══ STORED DATA

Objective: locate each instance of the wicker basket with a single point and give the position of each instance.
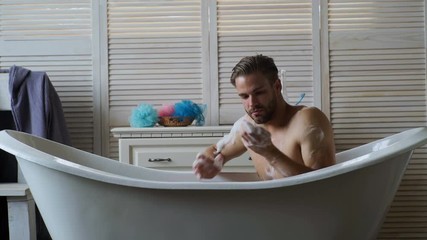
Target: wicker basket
(175, 121)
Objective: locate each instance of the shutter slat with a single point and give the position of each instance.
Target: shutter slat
(377, 88)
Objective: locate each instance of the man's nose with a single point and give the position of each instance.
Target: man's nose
(252, 101)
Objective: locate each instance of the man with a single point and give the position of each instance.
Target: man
(282, 140)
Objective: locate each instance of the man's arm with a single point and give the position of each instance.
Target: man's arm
(210, 162)
(315, 139)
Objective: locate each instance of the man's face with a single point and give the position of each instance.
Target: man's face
(258, 97)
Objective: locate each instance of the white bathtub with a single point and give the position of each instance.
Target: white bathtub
(84, 196)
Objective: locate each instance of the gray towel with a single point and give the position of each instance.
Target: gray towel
(36, 107)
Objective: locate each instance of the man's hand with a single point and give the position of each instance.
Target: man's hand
(256, 138)
(206, 166)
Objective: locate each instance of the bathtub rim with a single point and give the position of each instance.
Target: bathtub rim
(415, 137)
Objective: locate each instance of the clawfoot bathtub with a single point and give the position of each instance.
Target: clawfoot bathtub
(85, 196)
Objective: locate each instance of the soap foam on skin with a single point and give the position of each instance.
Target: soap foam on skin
(263, 136)
(229, 138)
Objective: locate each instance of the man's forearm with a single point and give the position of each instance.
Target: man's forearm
(284, 165)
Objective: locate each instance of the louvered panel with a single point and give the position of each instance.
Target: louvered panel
(72, 78)
(44, 19)
(279, 29)
(377, 88)
(114, 147)
(154, 54)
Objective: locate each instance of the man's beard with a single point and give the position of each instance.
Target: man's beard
(267, 115)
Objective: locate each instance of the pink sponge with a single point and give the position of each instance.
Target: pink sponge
(166, 110)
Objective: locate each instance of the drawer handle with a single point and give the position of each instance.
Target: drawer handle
(160, 160)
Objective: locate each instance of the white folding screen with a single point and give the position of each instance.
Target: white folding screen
(373, 69)
(279, 29)
(154, 55)
(377, 69)
(55, 37)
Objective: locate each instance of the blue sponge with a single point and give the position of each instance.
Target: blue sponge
(143, 116)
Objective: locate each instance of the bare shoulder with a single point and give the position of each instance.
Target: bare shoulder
(311, 115)
(309, 118)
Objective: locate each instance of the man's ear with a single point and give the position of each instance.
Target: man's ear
(278, 85)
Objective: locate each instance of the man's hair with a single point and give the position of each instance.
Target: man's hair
(255, 64)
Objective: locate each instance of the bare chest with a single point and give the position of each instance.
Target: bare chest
(287, 144)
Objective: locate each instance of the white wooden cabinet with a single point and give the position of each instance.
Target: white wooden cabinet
(173, 148)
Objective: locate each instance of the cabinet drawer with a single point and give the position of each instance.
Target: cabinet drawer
(179, 154)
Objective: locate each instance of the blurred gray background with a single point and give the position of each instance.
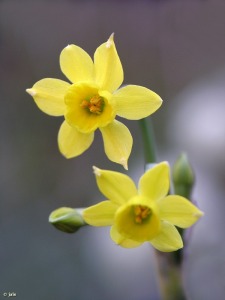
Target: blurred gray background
(177, 49)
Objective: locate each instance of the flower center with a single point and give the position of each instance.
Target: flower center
(141, 213)
(94, 105)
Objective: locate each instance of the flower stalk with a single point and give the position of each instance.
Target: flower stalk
(168, 265)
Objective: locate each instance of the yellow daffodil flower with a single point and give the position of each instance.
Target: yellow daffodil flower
(146, 214)
(93, 100)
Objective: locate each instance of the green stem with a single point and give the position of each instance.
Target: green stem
(148, 140)
(168, 266)
(170, 277)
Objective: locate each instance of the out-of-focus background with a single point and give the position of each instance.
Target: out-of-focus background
(177, 49)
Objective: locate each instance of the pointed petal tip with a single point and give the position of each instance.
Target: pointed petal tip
(199, 214)
(31, 92)
(110, 41)
(97, 171)
(123, 162)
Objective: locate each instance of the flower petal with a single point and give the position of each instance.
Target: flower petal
(178, 211)
(117, 142)
(101, 214)
(108, 68)
(76, 64)
(116, 186)
(49, 95)
(122, 241)
(168, 239)
(135, 102)
(154, 184)
(72, 142)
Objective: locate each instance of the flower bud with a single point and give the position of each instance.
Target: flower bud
(183, 176)
(67, 219)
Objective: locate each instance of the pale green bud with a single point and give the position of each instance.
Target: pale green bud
(67, 219)
(183, 176)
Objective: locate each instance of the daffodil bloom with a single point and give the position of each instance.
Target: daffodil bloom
(146, 214)
(93, 100)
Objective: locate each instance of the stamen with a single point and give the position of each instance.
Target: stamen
(141, 212)
(94, 105)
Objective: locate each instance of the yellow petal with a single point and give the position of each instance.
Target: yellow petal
(72, 142)
(49, 95)
(117, 142)
(116, 186)
(121, 240)
(101, 214)
(154, 184)
(76, 64)
(168, 239)
(136, 102)
(178, 211)
(108, 68)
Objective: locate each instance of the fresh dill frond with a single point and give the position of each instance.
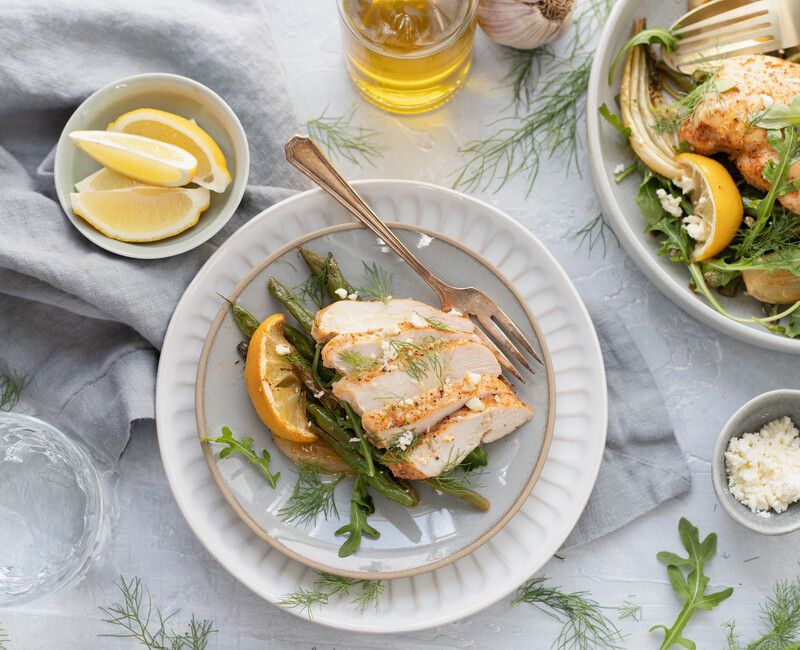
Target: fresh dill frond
(343, 139)
(376, 282)
(630, 610)
(548, 93)
(435, 323)
(780, 616)
(137, 618)
(12, 384)
(329, 586)
(311, 497)
(593, 232)
(584, 625)
(358, 362)
(671, 115)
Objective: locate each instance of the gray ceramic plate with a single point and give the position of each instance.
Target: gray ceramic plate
(607, 149)
(168, 92)
(441, 529)
(749, 418)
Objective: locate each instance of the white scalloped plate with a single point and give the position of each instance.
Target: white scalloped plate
(540, 526)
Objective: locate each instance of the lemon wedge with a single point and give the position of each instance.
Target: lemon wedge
(716, 201)
(143, 159)
(141, 214)
(275, 391)
(212, 169)
(105, 179)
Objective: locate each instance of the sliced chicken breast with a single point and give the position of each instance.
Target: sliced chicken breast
(419, 414)
(447, 444)
(341, 351)
(414, 372)
(354, 316)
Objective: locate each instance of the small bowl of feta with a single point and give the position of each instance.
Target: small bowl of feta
(756, 463)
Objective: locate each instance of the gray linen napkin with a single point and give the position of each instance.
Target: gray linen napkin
(86, 325)
(83, 323)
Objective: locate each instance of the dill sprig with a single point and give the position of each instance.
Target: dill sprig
(584, 623)
(376, 282)
(12, 384)
(594, 232)
(548, 92)
(311, 497)
(329, 586)
(140, 621)
(630, 610)
(343, 139)
(780, 615)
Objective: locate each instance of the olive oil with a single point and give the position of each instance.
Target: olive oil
(408, 56)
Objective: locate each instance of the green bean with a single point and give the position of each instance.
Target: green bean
(460, 491)
(290, 301)
(338, 439)
(300, 340)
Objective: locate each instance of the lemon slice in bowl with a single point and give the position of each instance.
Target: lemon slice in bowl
(144, 159)
(141, 214)
(106, 179)
(716, 201)
(275, 391)
(212, 169)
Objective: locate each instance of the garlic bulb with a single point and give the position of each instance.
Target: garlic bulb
(524, 24)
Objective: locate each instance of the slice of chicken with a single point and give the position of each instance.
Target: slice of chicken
(353, 316)
(721, 122)
(385, 425)
(413, 373)
(375, 344)
(447, 444)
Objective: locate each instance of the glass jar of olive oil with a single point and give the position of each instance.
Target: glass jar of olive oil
(408, 56)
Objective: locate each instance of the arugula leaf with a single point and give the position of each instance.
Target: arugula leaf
(645, 37)
(614, 120)
(691, 587)
(244, 447)
(779, 116)
(361, 506)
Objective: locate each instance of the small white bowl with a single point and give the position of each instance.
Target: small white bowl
(750, 418)
(175, 94)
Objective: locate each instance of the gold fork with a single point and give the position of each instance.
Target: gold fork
(724, 28)
(305, 155)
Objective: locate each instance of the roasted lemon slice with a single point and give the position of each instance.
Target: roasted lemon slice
(143, 159)
(716, 201)
(212, 169)
(275, 391)
(141, 214)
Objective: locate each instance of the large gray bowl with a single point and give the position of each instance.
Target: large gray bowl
(607, 148)
(751, 417)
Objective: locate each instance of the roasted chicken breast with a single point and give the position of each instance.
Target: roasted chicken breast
(721, 122)
(448, 443)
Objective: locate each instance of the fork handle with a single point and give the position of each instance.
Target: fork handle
(303, 153)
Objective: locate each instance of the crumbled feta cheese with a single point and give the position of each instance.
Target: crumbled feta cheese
(764, 468)
(698, 228)
(671, 204)
(405, 440)
(471, 379)
(474, 404)
(686, 183)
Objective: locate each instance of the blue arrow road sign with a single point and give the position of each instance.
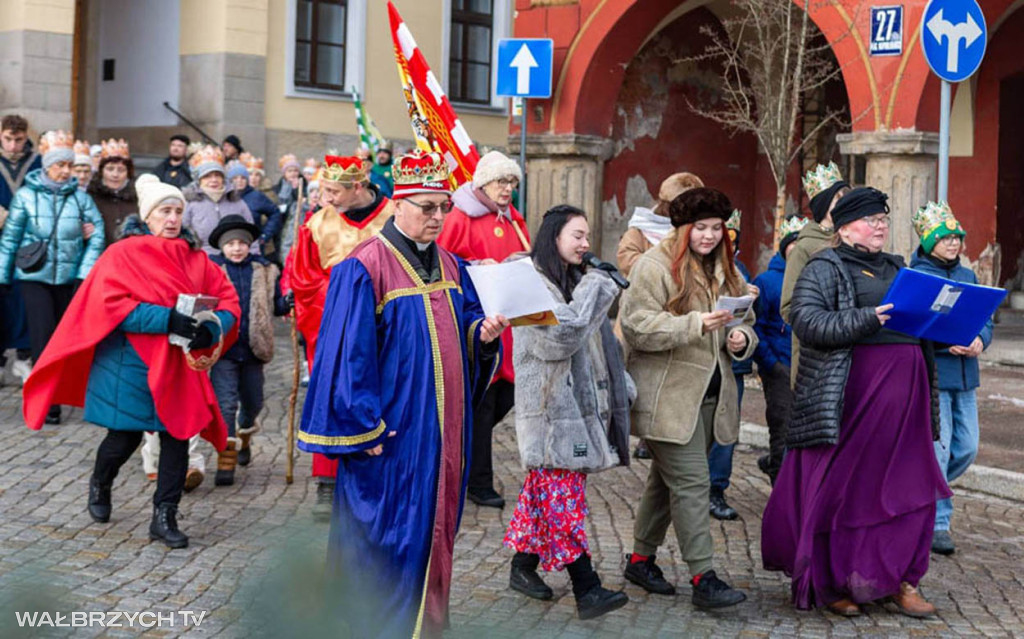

════

Return every line in the listing above that contains the word "fresh".

SOLUTION BELOW
Objective: locate each instance of the fresh dill frond with a single point and give the position of each instance.
Target: fresh dill frond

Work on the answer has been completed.